Record set below:

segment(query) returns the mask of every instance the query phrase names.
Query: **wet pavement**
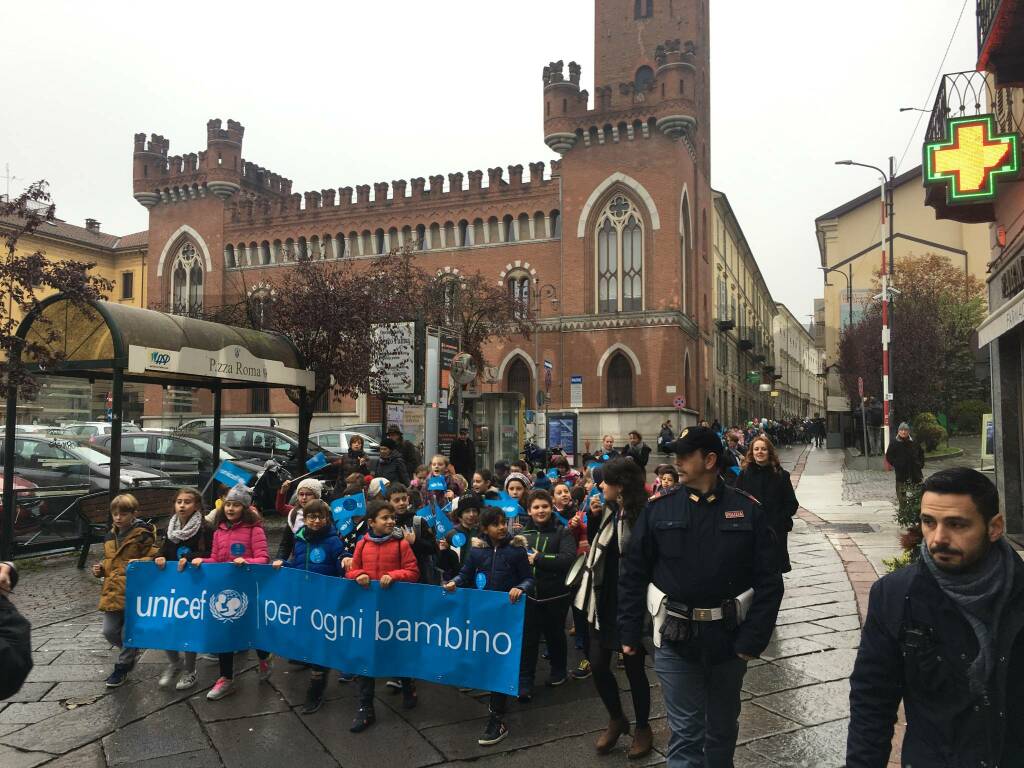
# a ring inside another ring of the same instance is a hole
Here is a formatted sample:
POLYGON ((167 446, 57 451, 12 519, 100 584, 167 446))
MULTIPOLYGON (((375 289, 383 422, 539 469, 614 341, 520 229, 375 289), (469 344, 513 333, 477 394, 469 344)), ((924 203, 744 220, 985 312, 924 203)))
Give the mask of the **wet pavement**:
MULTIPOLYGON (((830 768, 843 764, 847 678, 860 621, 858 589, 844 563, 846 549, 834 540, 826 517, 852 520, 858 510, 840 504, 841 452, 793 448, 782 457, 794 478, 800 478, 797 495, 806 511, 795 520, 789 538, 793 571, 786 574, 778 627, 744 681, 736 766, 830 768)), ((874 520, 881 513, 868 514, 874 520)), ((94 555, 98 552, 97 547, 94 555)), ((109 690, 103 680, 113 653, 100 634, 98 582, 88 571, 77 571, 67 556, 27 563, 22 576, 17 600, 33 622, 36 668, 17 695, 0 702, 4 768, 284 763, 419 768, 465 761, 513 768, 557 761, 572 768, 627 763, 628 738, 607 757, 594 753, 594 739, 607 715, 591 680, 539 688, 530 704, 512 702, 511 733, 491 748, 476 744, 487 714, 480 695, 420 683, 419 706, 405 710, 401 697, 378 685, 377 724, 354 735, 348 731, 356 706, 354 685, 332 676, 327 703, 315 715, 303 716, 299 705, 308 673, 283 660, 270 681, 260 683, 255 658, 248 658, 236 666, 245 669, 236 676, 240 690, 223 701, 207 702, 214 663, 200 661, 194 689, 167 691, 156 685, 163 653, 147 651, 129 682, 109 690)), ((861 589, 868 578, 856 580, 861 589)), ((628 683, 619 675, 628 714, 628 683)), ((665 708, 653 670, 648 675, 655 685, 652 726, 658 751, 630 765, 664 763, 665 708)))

End of Record set.

▶ **Your task**:
Give the lines again word for word, from the start of the records to the line holding "MULTIPOLYGON (((375 289, 383", both included, and leave out any picture.

▶ **Answer space**:
segment(query) returns the mask of every instance the query phrase names.
Query: **wet pavement**
# a ring inside another ring of the same instance is a hole
Here is a formatted sample:
POLYGON ((167 446, 57 451, 12 519, 100 584, 167 446))
MULTIPOLYGON (((375 289, 383 422, 539 469, 614 341, 520 229, 375 289), (469 344, 513 333, 477 394, 469 344)), ((924 203, 744 220, 985 312, 924 203)))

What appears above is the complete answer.